** Written instruction A **
According to the glossary of shuttle terms below, how many people does a light shuttle carry?

^^^^^^^^

Sparrow – An Angli-Continental word for a small Earth bird. Describes the original brand of ship shuttle that grew to immense popularity in the late 21st century. Specifically, a sparrow is a small passenger spacecraft that is carried by much larger (often interplanetary) spacecraft.

Siftet – A play on the neobosti word for “patience”. An electric drive shuttlecraft.

Light Shuttle – A term describing a shuttle for less than 10 people. Often these are very specialized or privately owned.

Regional Shuttle – A catch all term for a shuttlecraft that operates within a single major sphere. A regional shuttle could mean a passenger spacecraft that only operates between orbitals within Ceres sphere of influence, for example. This starts to get misconstrued when referring to much larger, planetary spheres.

Heavy Shuttle – A spacecraft that moves hundreds of people.

Cascadie – Aerobrake shuttlecraft. Typically these aren’t surface landers, but passenger transports that make use of atmosphere to decelerate. Such craft exist around Titan, Mars and Earth spheres mostly.

^^^^^^^^

** Written instruction B **
From the rows below, pick out every line that contains the string "green", treating uppercase and lowercase as distinct.

^^^^^^^^

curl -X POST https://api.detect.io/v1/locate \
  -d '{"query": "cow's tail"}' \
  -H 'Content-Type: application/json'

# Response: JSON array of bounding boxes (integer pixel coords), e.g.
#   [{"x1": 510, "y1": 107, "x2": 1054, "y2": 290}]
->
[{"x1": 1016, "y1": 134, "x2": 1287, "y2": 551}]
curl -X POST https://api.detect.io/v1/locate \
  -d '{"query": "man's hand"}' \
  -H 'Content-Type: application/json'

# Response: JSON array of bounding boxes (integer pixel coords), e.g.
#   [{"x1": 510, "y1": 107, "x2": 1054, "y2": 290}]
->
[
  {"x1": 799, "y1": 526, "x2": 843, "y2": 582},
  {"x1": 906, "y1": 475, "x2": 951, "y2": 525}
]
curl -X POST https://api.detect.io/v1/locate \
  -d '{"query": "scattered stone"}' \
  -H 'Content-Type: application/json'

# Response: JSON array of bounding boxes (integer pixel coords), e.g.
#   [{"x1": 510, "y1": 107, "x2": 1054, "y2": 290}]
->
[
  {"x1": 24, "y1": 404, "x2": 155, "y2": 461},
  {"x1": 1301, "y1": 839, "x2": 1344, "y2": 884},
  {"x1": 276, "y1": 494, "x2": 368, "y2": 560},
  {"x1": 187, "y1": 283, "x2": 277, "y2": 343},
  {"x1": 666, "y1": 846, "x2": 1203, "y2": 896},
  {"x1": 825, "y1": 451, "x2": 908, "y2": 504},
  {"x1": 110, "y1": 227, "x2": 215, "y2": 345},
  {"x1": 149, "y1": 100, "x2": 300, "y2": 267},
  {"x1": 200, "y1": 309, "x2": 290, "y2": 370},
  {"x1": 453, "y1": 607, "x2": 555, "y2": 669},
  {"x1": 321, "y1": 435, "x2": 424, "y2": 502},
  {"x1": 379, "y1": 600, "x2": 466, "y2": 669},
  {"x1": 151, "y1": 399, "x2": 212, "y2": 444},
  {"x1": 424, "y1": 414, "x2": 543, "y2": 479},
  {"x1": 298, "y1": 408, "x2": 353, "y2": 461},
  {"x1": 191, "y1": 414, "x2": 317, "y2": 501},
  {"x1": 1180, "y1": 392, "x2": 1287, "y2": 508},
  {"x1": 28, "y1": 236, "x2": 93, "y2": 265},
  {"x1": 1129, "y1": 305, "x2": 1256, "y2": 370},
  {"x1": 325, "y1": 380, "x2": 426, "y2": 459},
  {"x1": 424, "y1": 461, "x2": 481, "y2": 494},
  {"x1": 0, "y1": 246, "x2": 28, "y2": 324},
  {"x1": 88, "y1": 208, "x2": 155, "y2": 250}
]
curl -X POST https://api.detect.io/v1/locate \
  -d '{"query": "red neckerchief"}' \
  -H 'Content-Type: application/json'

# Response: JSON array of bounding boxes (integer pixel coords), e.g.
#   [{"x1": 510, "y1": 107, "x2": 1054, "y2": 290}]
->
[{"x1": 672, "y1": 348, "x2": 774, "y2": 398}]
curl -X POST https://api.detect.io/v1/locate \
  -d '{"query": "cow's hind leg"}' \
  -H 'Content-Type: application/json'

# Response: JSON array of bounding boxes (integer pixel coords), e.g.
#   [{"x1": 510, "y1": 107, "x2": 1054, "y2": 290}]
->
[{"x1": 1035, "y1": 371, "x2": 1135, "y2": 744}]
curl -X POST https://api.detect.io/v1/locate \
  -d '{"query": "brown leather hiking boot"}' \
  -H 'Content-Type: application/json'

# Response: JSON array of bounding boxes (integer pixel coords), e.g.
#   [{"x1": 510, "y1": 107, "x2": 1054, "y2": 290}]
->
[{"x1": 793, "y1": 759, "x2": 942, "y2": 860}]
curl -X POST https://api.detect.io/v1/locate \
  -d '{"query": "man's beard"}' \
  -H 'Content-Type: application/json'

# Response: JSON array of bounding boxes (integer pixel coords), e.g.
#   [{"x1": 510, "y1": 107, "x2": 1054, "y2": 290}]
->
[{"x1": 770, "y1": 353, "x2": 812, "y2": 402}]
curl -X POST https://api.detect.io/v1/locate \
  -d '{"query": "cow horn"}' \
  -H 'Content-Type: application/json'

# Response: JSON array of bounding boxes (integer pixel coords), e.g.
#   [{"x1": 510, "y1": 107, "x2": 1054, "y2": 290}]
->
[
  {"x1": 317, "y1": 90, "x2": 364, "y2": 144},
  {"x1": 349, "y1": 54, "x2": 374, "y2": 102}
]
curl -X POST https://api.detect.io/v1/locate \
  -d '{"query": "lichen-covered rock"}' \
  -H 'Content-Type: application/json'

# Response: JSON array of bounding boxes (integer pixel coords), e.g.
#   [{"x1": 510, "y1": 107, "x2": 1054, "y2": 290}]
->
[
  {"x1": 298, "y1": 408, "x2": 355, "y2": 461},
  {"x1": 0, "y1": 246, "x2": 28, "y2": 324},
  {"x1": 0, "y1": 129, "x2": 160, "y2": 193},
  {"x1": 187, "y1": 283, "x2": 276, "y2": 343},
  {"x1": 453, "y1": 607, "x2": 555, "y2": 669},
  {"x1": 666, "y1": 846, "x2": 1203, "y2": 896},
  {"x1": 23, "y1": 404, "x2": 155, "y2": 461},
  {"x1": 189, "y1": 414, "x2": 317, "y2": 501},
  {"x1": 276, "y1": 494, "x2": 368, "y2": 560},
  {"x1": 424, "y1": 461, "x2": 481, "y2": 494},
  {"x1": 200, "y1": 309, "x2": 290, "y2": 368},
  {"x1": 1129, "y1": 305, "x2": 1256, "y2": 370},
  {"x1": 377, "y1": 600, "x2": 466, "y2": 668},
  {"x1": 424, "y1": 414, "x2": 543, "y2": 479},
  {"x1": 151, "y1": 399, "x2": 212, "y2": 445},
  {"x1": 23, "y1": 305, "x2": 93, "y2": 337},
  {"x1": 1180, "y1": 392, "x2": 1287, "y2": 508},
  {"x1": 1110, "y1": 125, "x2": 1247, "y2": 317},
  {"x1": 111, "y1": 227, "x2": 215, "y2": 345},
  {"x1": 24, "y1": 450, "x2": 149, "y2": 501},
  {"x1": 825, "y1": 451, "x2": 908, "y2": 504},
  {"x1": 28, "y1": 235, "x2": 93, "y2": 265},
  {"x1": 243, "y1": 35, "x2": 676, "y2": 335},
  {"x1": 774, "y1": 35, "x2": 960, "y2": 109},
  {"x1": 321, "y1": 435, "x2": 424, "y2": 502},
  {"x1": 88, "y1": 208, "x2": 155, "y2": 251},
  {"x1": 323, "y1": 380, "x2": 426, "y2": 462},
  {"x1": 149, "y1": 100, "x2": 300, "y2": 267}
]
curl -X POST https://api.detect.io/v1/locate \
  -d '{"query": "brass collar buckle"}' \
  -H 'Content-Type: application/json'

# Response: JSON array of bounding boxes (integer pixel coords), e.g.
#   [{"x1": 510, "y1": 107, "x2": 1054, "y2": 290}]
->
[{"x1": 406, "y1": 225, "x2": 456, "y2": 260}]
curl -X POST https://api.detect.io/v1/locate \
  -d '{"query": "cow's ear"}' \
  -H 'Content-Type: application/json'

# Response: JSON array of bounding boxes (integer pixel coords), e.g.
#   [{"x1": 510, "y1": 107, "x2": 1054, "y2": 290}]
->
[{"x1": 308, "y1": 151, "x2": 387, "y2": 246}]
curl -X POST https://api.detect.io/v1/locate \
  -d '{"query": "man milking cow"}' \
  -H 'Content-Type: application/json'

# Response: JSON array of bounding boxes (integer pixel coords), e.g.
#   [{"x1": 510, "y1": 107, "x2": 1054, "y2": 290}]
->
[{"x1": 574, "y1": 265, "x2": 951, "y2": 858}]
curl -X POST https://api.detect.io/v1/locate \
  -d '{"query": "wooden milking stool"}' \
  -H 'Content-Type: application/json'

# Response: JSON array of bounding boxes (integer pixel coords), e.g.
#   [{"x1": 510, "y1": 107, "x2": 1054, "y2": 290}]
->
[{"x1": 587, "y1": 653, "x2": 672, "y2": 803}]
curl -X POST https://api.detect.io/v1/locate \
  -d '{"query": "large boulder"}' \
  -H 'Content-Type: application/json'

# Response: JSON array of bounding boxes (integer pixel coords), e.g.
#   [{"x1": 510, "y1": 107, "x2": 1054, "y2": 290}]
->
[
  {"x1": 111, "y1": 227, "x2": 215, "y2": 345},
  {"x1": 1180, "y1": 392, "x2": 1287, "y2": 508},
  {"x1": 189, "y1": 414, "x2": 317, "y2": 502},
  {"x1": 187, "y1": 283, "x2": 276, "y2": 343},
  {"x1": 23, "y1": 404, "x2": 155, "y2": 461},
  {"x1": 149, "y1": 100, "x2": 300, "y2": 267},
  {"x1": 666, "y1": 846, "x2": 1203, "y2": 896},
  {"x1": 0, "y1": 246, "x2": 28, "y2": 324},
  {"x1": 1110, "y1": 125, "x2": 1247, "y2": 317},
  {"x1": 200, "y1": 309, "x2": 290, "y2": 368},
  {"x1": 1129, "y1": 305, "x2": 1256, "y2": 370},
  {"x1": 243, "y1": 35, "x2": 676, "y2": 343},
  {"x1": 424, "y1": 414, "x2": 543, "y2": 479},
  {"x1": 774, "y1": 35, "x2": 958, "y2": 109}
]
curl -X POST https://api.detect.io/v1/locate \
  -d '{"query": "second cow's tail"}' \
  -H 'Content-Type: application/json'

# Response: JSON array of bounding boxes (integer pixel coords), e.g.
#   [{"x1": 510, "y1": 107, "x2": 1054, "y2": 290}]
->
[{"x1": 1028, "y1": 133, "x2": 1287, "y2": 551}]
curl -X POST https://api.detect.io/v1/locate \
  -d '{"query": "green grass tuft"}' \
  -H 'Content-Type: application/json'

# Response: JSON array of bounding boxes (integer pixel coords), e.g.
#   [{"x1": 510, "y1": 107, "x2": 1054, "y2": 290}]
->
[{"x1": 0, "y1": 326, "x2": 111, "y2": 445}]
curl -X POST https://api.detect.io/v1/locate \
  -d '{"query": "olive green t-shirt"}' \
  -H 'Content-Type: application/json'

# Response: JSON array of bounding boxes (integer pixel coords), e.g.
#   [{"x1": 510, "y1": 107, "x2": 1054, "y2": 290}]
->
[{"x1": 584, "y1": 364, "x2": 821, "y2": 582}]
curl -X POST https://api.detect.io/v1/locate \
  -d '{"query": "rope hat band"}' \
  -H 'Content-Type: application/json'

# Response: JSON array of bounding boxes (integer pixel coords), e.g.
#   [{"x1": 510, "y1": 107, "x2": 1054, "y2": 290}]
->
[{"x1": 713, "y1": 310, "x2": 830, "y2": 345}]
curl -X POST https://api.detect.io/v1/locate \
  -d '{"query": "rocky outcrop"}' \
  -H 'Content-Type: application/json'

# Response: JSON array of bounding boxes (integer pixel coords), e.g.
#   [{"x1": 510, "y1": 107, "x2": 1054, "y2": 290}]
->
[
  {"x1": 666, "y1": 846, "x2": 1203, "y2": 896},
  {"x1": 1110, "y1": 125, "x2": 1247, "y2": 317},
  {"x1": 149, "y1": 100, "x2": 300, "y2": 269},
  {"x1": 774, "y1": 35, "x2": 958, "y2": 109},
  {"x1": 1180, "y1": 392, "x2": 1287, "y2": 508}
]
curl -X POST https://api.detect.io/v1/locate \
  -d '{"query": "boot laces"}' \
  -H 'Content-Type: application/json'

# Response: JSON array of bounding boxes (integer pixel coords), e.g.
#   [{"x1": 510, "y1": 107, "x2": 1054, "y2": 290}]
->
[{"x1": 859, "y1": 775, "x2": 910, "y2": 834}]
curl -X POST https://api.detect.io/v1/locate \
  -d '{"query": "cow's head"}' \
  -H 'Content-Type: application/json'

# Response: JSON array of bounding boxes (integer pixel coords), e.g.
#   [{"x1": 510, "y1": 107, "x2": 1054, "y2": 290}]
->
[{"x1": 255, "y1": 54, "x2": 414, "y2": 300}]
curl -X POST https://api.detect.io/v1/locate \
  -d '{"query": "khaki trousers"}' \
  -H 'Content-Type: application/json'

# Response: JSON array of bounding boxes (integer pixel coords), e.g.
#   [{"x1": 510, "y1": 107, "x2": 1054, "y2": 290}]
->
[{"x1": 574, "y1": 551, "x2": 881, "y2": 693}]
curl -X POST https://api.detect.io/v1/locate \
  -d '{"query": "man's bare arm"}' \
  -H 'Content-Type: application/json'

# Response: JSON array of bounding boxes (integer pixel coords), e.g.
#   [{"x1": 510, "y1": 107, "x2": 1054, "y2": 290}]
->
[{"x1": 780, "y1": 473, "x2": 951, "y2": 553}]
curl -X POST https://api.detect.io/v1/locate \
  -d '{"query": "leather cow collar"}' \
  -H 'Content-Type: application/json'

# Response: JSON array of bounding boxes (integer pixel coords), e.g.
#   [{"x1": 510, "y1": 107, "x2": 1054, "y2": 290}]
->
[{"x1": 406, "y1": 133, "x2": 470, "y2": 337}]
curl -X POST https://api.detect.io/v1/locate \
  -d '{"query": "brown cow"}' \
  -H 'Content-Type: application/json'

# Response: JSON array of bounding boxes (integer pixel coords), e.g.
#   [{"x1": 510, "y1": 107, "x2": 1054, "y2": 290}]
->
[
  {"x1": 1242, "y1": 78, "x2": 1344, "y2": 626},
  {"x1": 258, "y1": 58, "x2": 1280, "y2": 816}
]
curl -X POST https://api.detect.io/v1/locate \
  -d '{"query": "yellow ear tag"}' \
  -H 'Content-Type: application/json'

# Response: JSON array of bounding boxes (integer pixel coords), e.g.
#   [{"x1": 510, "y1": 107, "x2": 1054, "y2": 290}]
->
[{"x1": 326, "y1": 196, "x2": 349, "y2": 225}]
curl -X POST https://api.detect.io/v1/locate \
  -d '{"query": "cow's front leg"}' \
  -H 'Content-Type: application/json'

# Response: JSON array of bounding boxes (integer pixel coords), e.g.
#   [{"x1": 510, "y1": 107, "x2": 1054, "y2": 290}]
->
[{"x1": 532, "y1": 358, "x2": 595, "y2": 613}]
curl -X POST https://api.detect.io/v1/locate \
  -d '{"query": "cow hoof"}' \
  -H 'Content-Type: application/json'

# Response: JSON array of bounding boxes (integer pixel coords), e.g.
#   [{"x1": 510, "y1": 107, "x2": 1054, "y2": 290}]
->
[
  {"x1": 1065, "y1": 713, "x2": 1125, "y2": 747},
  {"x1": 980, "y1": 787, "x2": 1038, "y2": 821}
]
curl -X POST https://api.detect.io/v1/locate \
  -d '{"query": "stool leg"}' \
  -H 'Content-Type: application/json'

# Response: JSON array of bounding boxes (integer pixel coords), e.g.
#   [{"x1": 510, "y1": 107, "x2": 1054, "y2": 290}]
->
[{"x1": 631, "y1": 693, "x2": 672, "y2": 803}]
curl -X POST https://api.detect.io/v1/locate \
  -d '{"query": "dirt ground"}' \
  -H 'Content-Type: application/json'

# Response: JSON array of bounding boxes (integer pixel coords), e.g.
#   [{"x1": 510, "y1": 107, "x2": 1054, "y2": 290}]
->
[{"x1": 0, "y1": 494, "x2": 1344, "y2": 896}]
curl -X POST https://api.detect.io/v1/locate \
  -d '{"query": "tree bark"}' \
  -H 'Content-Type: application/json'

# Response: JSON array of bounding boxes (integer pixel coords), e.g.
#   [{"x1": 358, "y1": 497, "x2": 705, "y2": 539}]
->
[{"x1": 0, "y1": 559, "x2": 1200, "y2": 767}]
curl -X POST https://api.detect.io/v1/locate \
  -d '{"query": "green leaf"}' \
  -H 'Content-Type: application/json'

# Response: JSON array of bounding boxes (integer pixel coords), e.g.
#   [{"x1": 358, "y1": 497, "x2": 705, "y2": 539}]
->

^^^^^^^^

** Exercise answer A **
Fewer than 10 people.

** Exercise answer B **
  -d '{"query": "green grass tuft"}' \
  -d '{"query": "olive green t-shirt"}' \
  -d '{"query": "green leaf"}' \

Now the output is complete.